◆ DATA EXCERPTS ◆
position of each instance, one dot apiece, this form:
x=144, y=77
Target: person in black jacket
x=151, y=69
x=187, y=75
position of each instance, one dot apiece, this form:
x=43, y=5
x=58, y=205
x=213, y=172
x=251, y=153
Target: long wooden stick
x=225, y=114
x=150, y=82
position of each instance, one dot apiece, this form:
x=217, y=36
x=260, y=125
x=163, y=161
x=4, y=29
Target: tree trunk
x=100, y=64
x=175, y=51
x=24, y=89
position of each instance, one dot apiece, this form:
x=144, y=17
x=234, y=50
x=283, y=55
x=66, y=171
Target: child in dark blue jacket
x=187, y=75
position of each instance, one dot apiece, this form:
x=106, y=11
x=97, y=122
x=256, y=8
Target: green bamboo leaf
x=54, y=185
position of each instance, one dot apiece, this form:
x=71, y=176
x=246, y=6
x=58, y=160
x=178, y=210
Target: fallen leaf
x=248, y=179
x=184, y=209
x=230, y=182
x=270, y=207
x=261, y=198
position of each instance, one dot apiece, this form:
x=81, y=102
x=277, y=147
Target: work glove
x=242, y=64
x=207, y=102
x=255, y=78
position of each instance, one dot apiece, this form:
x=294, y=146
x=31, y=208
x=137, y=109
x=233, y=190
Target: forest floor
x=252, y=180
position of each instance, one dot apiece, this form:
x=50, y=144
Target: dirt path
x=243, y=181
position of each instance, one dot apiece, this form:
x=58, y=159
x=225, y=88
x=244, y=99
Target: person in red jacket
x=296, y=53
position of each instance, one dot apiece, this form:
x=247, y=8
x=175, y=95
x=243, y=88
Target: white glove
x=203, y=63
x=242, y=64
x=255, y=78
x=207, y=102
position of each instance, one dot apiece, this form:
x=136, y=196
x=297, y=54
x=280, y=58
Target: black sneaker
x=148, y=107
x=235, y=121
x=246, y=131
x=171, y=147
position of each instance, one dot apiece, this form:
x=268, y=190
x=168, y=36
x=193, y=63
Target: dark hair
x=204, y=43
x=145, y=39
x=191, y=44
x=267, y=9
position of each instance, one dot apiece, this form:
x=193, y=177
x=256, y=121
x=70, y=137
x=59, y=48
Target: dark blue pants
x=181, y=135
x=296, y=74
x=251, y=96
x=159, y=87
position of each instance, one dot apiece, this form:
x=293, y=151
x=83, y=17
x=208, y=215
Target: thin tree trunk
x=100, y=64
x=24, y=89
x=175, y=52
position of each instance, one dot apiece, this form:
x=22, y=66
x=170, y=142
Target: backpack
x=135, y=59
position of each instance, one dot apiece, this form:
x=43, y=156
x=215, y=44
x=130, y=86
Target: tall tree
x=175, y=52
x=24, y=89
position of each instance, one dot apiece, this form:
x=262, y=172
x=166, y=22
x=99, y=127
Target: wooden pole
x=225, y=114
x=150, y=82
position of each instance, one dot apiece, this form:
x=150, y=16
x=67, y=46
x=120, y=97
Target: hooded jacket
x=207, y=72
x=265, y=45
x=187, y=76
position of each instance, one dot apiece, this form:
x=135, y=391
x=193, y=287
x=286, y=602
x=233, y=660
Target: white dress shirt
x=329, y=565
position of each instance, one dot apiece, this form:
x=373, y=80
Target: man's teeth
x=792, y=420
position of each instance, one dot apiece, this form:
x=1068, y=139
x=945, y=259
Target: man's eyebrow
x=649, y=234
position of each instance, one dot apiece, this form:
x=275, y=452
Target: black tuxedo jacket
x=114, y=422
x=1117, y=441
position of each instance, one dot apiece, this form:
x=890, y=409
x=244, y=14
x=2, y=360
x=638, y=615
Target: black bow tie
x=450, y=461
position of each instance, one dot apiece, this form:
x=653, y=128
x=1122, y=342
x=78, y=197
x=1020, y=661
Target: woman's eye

◆ WORK REQUEST ◆
Please give the listing above one more time, exactly as it reads.

◆ FINISHED EXERCISE ◆
position of each instance, one dot apiece, this form:
x=144, y=77
Target: person in black jacket
x=151, y=69
x=187, y=75
position of each instance, one dot apiece, this form:
x=43, y=5
x=58, y=205
x=213, y=172
x=251, y=153
Target: long wooden stick
x=225, y=114
x=150, y=82
position of each instance, one dot apiece, this form:
x=217, y=36
x=260, y=125
x=163, y=161
x=4, y=29
Target: tree trunk
x=100, y=64
x=175, y=51
x=24, y=89
position of each instance, one dot apiece, this form:
x=144, y=17
x=234, y=50
x=283, y=55
x=66, y=171
Target: child in dark blue jacket
x=187, y=75
position of each instance, one dot apiece, this form:
x=106, y=11
x=97, y=122
x=256, y=8
Target: green bamboo leaf
x=54, y=185
position of each instance, one dot apiece, this form:
x=71, y=176
x=246, y=6
x=58, y=160
x=178, y=210
Target: fallen leaf
x=248, y=179
x=184, y=209
x=230, y=182
x=270, y=207
x=261, y=198
position of each instance, one dot apiece, this form:
x=81, y=102
x=277, y=147
Target: work glove
x=242, y=64
x=207, y=102
x=255, y=78
position of each instance, one dot apiece, this form:
x=294, y=146
x=31, y=208
x=137, y=109
x=233, y=190
Target: forest floor
x=252, y=180
position of each instance, one dot apiece, this form:
x=50, y=144
Target: dirt path
x=243, y=181
position of each instance, one dot apiece, this form:
x=58, y=159
x=225, y=88
x=244, y=99
Target: person in red jacket
x=296, y=53
position of each instance, one dot apiece, this form:
x=247, y=8
x=175, y=95
x=243, y=88
Target: white glove
x=203, y=63
x=242, y=64
x=255, y=78
x=207, y=102
position of each instance, one dot apiece, this form:
x=136, y=196
x=297, y=54
x=280, y=58
Target: black sneaker
x=148, y=107
x=235, y=121
x=246, y=131
x=171, y=147
position of each instance, one dot apiece, this form:
x=268, y=190
x=168, y=36
x=193, y=63
Target: dark hair
x=204, y=43
x=145, y=39
x=191, y=44
x=267, y=9
position of each instance, one dot apiece, this form:
x=193, y=177
x=256, y=121
x=70, y=137
x=59, y=48
Target: dark blue pants
x=181, y=135
x=296, y=74
x=251, y=96
x=159, y=87
position of each instance, one dot apiece, this form:
x=293, y=151
x=83, y=17
x=208, y=215
Target: thin tree trunk
x=100, y=64
x=24, y=89
x=175, y=52
position of each instance, one dot apiece, this form:
x=22, y=66
x=170, y=142
Target: backpack
x=135, y=59
position of each instance, one dot apiece, this form:
x=43, y=156
x=215, y=44
x=130, y=86
Target: tall tree
x=175, y=52
x=24, y=89
position of each instance, one dot apiece, this form:
x=262, y=172
x=166, y=22
x=99, y=127
Target: wooden pole
x=225, y=114
x=150, y=82
position of each instance, one dot apiece, this form:
x=150, y=16
x=67, y=46
x=120, y=97
Target: hooded jacket
x=207, y=72
x=265, y=45
x=187, y=76
position of each instance, one dot apiece, this form:
x=135, y=391
x=193, y=287
x=286, y=602
x=233, y=660
Target: white dress shirt
x=329, y=565
position of each instance, one dot apiece, this form:
x=373, y=80
Target: man's teeth
x=792, y=420
position of each instance, one dot apiece, this form:
x=1068, y=139
x=945, y=259
Target: man's eyebrow
x=649, y=234
position of each instance, one dot apiece, this form:
x=275, y=452
Target: black tuxedo jacket
x=114, y=422
x=1117, y=441
position of each instance, one dot apiece, this form:
x=890, y=409
x=244, y=14
x=2, y=360
x=638, y=615
Target: black bow tie
x=450, y=461
position of each instance, one dot apiece, this form:
x=653, y=128
x=1122, y=342
x=78, y=197
x=1020, y=661
Target: woman's eye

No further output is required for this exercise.